NTT Multiplication for NTT-unfriendly Rings

New Speed Records for Saber and NTRU on Cortex-M4 and AVX2

Authors

  • Chi-Ming Marvin Chung Academia Sinica, Taipei, Taiwan; National Taiwan University, Taipei, Taiwan
  • Vincent Hwang Academia Sinica, Taipei, Taiwan; National Taiwan University, Taipei, Taiwan
  • Matthias J. Kannwischer Max Planck Institute for Security and Privacy, Bochum, Germany
  • Gregor Seiler IBM Research – Zurich, Rüschlikon, Switzerland; ETH Zurich, Zurich, Switzerland
  • Cheng-Jhih Shih Academia Sinica, Taipei, Taiwan; National Taiwan University, Taipei, Taiwan
  • Bo-Yin Yang Academia Sinica, Taipei, Taiwan

DOI:

https://doi.org/10.46586/tches.v2021.i2.159-188

Keywords:

Polynomial Multiplication, NTT Multiplication, Saber, NTRU, Cortex-M4, AVX2

Abstract

In this paper, we show how multiplication for polynomial rings used in the NIST PQC finalists Saber and NTRU can be efficiently implemented using the Number-theoretic transform (NTT). We obtain superior performance compared to the previous state of the art implementations using Toom–Cook multiplication on both NIST’s primary software optimization targets AVX2 and Cortex-M4. Interestingly, these two platforms require different approaches: On the Cortex-M4, we use 32-bit NTT-based polynomial multiplication, while on Intel we use two 16-bit NTT-based polynomial multiplications and combine the products using the Chinese Remainder Theorem (CRT).

OBJECTIVES ->
[1] Decide whether each statement agrees with the NTT paper abstract: (a) on the Cortex-M4, the authors use 32-bit NTT-based polynomial multiplication; (b) the earlier state-of-the-art implementations relied on Karatsuba multiplication; (c) on Intel, two products are combined with the Chinese Remainder Theorem. For each, give yes or no and quote the deciding words from the text.
[2] Pick up the NTT paper abstract after its final sentence and carry it forward.

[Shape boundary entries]
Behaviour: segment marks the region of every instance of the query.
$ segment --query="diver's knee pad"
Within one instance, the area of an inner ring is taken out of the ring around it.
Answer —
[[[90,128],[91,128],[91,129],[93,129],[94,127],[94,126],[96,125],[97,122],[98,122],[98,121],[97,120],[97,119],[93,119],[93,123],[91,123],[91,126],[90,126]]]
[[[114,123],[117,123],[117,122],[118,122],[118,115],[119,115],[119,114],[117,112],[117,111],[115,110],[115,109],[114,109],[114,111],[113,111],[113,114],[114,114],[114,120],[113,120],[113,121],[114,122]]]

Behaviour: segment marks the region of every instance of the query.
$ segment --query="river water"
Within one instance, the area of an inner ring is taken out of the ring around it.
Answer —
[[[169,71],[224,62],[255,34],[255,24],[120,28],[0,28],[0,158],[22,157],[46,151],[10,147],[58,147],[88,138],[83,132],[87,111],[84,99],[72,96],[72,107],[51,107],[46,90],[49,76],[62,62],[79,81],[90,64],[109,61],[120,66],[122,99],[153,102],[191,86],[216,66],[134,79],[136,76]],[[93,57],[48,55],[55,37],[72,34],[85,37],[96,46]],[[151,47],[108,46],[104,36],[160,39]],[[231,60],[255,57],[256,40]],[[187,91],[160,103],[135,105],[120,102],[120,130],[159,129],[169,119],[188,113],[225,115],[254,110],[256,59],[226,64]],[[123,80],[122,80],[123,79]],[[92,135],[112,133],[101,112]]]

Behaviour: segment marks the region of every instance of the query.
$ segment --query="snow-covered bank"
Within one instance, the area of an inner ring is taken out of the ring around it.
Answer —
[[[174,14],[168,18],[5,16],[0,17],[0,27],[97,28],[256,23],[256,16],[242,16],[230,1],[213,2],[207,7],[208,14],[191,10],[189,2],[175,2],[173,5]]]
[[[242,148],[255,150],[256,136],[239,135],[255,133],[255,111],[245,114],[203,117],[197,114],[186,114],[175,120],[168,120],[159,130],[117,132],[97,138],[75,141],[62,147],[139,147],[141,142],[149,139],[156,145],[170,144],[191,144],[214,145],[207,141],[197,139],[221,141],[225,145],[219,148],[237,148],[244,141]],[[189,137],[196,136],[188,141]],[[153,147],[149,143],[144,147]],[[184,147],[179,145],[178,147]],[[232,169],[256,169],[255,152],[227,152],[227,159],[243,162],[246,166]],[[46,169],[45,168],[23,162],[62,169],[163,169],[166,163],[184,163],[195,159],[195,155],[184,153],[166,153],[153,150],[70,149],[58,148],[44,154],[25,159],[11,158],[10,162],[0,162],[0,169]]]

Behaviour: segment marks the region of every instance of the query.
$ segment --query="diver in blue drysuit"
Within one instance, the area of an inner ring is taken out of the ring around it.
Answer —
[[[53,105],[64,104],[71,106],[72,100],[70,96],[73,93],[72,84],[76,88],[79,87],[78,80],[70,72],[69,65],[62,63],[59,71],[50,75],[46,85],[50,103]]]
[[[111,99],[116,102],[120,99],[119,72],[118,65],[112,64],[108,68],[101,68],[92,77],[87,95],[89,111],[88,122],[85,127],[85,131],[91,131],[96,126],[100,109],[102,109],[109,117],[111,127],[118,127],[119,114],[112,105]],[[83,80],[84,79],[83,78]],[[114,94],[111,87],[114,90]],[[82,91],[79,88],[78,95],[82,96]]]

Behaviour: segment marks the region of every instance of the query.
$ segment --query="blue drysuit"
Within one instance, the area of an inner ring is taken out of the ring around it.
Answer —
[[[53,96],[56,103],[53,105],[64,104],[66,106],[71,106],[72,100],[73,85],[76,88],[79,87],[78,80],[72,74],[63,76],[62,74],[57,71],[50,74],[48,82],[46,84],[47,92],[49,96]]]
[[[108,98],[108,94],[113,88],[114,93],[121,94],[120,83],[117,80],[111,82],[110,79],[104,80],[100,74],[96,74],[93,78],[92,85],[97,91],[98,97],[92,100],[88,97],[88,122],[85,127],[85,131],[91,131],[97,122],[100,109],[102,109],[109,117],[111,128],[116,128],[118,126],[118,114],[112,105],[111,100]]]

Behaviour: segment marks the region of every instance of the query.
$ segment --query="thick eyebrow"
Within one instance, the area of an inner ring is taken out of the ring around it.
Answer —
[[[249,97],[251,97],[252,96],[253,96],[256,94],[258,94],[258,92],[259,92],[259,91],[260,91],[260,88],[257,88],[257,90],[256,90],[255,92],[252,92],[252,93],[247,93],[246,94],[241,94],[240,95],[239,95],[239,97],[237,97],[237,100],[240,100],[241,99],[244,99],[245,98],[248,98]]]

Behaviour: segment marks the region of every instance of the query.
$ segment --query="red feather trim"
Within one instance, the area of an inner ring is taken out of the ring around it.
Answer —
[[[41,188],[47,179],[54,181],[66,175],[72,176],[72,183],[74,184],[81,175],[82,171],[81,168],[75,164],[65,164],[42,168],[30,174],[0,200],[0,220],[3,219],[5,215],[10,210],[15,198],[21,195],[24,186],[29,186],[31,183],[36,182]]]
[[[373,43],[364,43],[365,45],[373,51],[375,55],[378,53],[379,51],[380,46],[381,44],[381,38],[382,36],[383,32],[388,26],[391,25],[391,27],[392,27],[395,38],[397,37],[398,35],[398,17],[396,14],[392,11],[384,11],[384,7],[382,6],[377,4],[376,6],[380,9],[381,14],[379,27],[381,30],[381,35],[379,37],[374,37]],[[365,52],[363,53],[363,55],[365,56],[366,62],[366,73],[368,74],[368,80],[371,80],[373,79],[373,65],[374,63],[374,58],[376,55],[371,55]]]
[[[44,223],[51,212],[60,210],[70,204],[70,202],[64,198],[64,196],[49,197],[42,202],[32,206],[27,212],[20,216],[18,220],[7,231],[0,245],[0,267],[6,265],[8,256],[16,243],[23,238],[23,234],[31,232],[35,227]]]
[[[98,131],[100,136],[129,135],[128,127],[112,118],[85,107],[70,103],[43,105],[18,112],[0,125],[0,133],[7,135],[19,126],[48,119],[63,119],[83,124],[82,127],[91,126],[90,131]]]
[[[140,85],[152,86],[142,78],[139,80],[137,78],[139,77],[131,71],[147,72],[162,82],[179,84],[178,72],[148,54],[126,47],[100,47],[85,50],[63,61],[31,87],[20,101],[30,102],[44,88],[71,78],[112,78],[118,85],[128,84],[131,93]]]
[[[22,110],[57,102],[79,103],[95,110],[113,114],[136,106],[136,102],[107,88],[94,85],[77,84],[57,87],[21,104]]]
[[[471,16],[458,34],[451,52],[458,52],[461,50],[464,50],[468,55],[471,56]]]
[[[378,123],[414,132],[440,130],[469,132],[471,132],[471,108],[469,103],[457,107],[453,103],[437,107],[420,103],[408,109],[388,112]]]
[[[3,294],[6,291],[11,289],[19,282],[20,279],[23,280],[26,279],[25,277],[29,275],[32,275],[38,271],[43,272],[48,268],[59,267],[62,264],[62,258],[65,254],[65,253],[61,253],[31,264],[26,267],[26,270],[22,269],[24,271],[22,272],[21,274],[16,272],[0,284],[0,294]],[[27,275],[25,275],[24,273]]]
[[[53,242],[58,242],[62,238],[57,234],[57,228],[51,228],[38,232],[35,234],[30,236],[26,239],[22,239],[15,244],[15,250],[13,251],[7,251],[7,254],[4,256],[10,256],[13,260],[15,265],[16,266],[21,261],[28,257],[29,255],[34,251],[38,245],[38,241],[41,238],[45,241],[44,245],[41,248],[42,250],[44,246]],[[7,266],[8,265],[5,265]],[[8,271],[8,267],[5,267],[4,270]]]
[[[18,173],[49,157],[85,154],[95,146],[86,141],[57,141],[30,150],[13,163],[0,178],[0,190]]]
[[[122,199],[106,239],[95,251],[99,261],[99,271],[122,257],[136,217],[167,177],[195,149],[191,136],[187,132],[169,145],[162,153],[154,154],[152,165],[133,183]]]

ANSWERS TO EACH TASK ->
[1]
(a) Yes: "On the Cortex-M4, we use 32-bit NTT-based polynomial multiplication"
(b) No: "previous state of the art implementations using Toom–Cook multiplication"
(c) Yes: "on Intel we use two 16-bit NTT-based polynomial multiplications and combine the products using the Chinese Remainder Theorem (CRT)"

[2]
For Saber, the performance gain is particularly pronounced. On Cortex-M4, the Saber NTT-based matrix-vector multiplication is 61% faster than the Toom–Cook multiplication resulting in 22% fewer cycles for Saber encapsulation. For NTRU, the speed-up is less impressive, but still NTT-based multiplication performs better than Toom–Cook for all parameter sets on Cortex-M4. The NTT-based polynomial multiplication for NTRU-HRSS is 10% faster than Toom–Cook which results in a 6% cost reduction for encapsulation. On AVX2, we obtain speed-ups for three out of four NTRU parameter sets.
As a further illustration, we also include code for AVX2 and Cortex-M4 for the Chinese Association for Cryptologic Research competition award winner LAC (also a NIST round 2 candidate) which outperforms existing code.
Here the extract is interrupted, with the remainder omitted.